§ **Records shown**:

--- BEGIN ---

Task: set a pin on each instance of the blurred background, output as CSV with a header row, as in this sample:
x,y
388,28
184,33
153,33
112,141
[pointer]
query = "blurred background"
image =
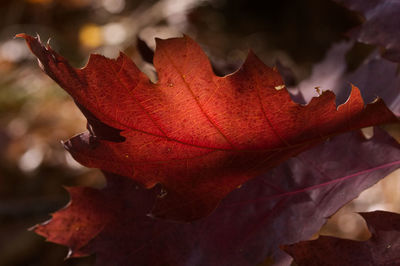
x,y
35,114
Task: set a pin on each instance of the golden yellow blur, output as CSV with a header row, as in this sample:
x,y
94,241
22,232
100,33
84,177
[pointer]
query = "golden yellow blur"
x,y
90,35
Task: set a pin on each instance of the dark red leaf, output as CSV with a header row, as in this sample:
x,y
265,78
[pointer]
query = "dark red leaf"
x,y
199,135
383,248
286,205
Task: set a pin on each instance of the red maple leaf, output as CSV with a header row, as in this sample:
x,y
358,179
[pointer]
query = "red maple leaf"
x,y
383,248
286,205
199,135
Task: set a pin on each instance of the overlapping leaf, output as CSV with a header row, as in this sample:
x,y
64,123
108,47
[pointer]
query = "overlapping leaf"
x,y
199,135
286,205
383,248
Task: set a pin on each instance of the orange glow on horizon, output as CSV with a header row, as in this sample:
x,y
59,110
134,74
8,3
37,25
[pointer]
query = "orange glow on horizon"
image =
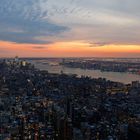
x,y
67,49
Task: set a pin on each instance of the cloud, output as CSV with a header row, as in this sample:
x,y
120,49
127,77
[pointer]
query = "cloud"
x,y
22,22
39,47
45,21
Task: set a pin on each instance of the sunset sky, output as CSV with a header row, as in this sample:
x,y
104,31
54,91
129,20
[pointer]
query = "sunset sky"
x,y
70,28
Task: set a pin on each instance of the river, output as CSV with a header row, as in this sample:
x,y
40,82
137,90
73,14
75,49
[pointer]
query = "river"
x,y
113,76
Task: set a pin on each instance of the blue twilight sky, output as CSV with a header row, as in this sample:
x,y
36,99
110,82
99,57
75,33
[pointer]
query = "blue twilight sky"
x,y
99,22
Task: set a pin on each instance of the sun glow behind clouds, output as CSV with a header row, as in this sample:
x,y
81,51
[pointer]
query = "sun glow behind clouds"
x,y
67,49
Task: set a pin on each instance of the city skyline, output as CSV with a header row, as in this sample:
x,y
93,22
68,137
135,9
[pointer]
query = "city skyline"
x,y
69,28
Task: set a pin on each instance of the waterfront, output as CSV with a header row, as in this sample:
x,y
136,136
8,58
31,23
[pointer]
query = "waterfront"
x,y
113,76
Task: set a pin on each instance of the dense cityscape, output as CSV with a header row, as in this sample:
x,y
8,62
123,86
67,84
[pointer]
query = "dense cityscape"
x,y
37,105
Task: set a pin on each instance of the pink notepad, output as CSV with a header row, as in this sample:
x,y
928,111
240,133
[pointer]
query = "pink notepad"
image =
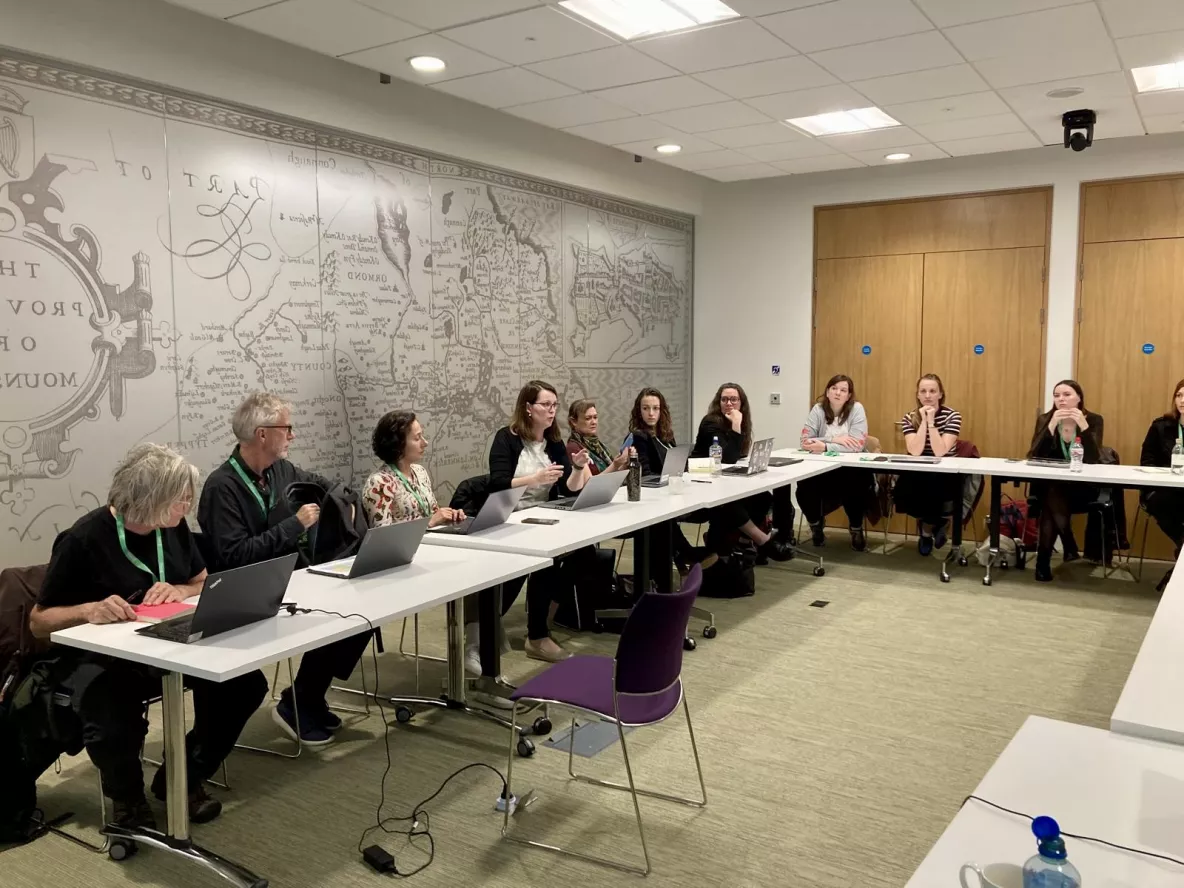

--- END ---

§ **Work to do**:
Every record above must be given again exactly; drop the pictures.

§ **Task solution**:
Task: set a pin on each instance of the blurred background, output as CSV with a header row, as in this sample:
x,y
388,28
184,33
153,33
112,141
[pointer]
query = "blurred background"
image =
x,y
35,114
Task: set a pin on each instance of the golden yellow blur, output as CSV with a header row, as in this sample:
x,y
94,241
22,232
100,33
84,177
[pointer]
query = "golden yellow blur"
x,y
90,35
Task: set a pin on each instance of the dark red leaf, output as CSV with a header row, as in this sample:
x,y
265,78
[pointer]
query = "dark red leaf"
x,y
199,135
383,248
286,205
Task: set a pin on each instance of the red maple leaf, output as CSV with a header row, as in this sample:
x,y
358,179
[pointer]
query = "red maple leaf"
x,y
383,248
286,205
199,135
Task: set a pin on each instance of the overlapping leaf, output as CSV with a header row, as in this sample:
x,y
64,123
108,47
[pointer]
query = "overlapping leaf"
x,y
199,135
286,205
383,248
Task: set a pin on each instance of the orange glow on horizon, output as CSV with a header row, as in this sample:
x,y
59,110
134,74
8,3
37,25
[pointer]
query = "orange glow on horizon"
image =
x,y
67,49
Task: set a pin on each instance of the cloud, output as CSV with a header row, as in this sample:
x,y
120,49
127,77
[pointer]
query = "cloud"
x,y
22,22
39,47
45,21
Task: set a pin on each instance of the sunset sky, output as CSV with a header row, as in this sample:
x,y
104,31
54,91
129,20
[pointer]
query = "sunset sky"
x,y
70,28
Task: set a pin on each instance of the river, output as CSV with a header row, as in this sample:
x,y
40,82
137,90
73,14
75,49
[pointer]
query = "river"
x,y
113,76
Task: set a pin on each instance of the blue twilight sky, output as CSV with a header row, as in this sample:
x,y
36,99
110,82
99,57
75,33
[pointer]
query = "blue twilight sky"
x,y
99,22
Task: set a pin on each instance of the sun glow behind clouds, output as CSV with a header row, as in this sample:
x,y
81,51
[pointer]
query = "sun glow behind clouds"
x,y
67,49
Task: set a pin on each instance of the city skyline, output as CSV with a header row, as in this sample:
x,y
93,22
68,137
135,9
[pointer]
query = "city skyline"
x,y
69,28
Task: set a pin on each instance of the waterfront, output as CSV with a header row, as in this sample:
x,y
136,136
8,58
31,23
[pointer]
query = "waterfront"
x,y
113,76
Task: set a pin on each instance of the dense cityscape, output as CSV with a header row, as in this sample:
x,y
8,62
123,86
67,84
[pointer]
query = "dense cityscape"
x,y
37,105
Task: set a pin on each instance of the pink notepad, output as CSV with a header row, as in this sample:
x,y
928,111
240,133
[pointer]
query = "pink notepad"
image =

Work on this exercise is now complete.